Location identification entries
________________________

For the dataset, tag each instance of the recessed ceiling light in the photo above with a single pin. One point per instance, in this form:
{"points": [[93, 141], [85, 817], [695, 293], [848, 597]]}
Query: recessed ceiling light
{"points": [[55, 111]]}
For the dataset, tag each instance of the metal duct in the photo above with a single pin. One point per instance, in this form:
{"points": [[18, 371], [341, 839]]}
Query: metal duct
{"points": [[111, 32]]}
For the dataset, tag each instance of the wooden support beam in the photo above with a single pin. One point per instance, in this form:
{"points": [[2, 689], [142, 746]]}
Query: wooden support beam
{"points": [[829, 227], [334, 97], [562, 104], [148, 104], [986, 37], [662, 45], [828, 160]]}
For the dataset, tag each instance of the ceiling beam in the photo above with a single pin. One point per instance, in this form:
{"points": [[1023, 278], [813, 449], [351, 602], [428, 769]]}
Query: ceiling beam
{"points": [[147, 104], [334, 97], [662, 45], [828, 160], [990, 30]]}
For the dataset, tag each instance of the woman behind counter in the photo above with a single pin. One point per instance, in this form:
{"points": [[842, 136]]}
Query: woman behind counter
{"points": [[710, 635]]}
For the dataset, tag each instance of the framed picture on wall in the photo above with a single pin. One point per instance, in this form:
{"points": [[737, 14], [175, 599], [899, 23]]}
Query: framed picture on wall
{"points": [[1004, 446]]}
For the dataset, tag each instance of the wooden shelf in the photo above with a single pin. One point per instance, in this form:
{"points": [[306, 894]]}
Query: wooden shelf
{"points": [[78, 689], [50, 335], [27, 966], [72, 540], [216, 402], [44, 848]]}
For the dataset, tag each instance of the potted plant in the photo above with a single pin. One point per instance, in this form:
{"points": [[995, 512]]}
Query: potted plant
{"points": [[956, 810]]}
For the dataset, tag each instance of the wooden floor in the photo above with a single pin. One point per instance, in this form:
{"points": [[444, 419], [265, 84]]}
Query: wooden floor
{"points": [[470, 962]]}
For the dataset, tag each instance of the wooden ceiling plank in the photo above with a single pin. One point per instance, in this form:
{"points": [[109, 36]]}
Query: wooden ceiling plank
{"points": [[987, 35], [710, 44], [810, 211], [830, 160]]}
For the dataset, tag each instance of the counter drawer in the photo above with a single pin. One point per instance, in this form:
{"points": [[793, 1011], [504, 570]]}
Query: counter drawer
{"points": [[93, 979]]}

________________________

_Aim of the task_.
Exactly as shown above, return every record.

_Task answer_.
For the dataset, tag each instance of the recessed ceiling light in the photo above with a single pin. One point per instance, in this form:
{"points": [[93, 141], [85, 817], [695, 293], [848, 597]]}
Query: recessed ceiling light
{"points": [[55, 111]]}
For the dataset, tag each instance of the metal duct in the photo above with a single pin. One point per instance, in this form:
{"points": [[18, 371], [341, 839]]}
Query: metal duct
{"points": [[111, 32]]}
For the dataset, tag each instance of the wooden support beam in the photo above with a single pin. One point per instance, in this form:
{"points": [[2, 689], [142, 746]]}
Query: wooden support beam
{"points": [[829, 227], [334, 97], [562, 104], [148, 104], [986, 37], [662, 45], [828, 160]]}
For the dataset, tag each instance of the ceiling beam in the photo above with a single pin. One point per instance, in this form:
{"points": [[1023, 278], [813, 449], [351, 602], [428, 769]]}
Query: ceiling beam
{"points": [[147, 104], [334, 97], [662, 45], [828, 160], [990, 30]]}
For the dataset, tag each instance of the woman behind counter in the photo above with a single pin. One point per instance, in this form:
{"points": [[842, 136]]}
Query: woman behind counter
{"points": [[710, 635]]}
For the dataset, tag each instance of the framed picture on wall in the photo above with a single pin. One point per instance, in this form:
{"points": [[737, 14], [175, 599], [899, 23]]}
Query: framed picture on wall
{"points": [[1004, 446]]}
For the dataset, tag each instance of the wooden shelf in the photo above with a single pin. One point per instance, in this form:
{"points": [[306, 894]]}
Query: wooden shelf
{"points": [[78, 689], [50, 335], [27, 966], [72, 540], [216, 402], [44, 848]]}
For the dataset, tag each instance of the potted plant in the photo above with a single pin. One point per instance, in this form:
{"points": [[995, 512]]}
Query: potted plant
{"points": [[956, 810]]}
For the dataset, tag each instance of the wooden floor in the photo above with a single pin. One point per instance, in this form:
{"points": [[444, 419], [265, 84]]}
Query: wooden floor
{"points": [[470, 962]]}
For the dataset, tag each instance of the wooden ceiling plank in the photo above with a single pin. One point per instance, in this form:
{"points": [[109, 36]]}
Query: wooden ceiling plank
{"points": [[987, 35], [710, 44], [810, 211], [830, 160]]}
For the dataset, tag each instance of the counter drawer in the photo above with a single pin. One point per instance, in this form:
{"points": [[793, 1011], [504, 570]]}
Query: counter drawer
{"points": [[93, 979]]}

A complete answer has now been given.